## Short problem
Quote the listing below line by line, reproducing each line without any change.

Records drawn from a data source
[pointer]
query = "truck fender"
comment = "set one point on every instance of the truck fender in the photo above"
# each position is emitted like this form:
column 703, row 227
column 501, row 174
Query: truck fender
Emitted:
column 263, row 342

## Output
[pointer]
query = "truck fender"
comment = "set one point on every instance of the truck fender in the photo above"
# each position is emitted like this form:
column 703, row 227
column 501, row 174
Query: truck fender
Emitted:
column 263, row 342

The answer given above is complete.